# C7 male chassis mount



## dcginc

Looking to remove a hard wired two wire AC power cord on my Heed Canamp and replace with a C7 style cable.
   
  I cannot seem to find the chassis side for a custom install.
   
  Thoughts? Thxs


----------



## Steve Eddy

The mating receptacle for the C7 is a C8.
   
  Can get 'em from Mouser Electronics (see A and B at the top of the page).
   
  http://www.mouser.com/catalog/644/usd/1247.pdf
   
  I found a screw mount one in my sample/junk box. If you'd like it, PM me a mailing address and I'll drop it in the mail tomorrow.
   
  se


----------



## dcginc

THxs, I just sent you a PM.
   
  No wonder I couldn't find anything under a C7 search!


----------



## Steve Eddy

Quote: 





dcginc said:


> THxs, I just sent you a PM.
> 
> No wonder I couldn't find anything under a C7 search!

## YOUR GOAL
Can you give the C7 chassis mount thread again, starting at "Looking to remove" and ending at "a custom install.", with "hard wired" swapped for "permanently attached"?

## DATASET EXTRACT
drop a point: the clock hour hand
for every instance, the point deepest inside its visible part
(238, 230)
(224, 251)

## THE ANSWER
Looking to remove a permanently attached two wire AC power cord on my Heed Canamp and replace with a C7 style cable.
   
  I cannot seem to find the chassis side for a custom install.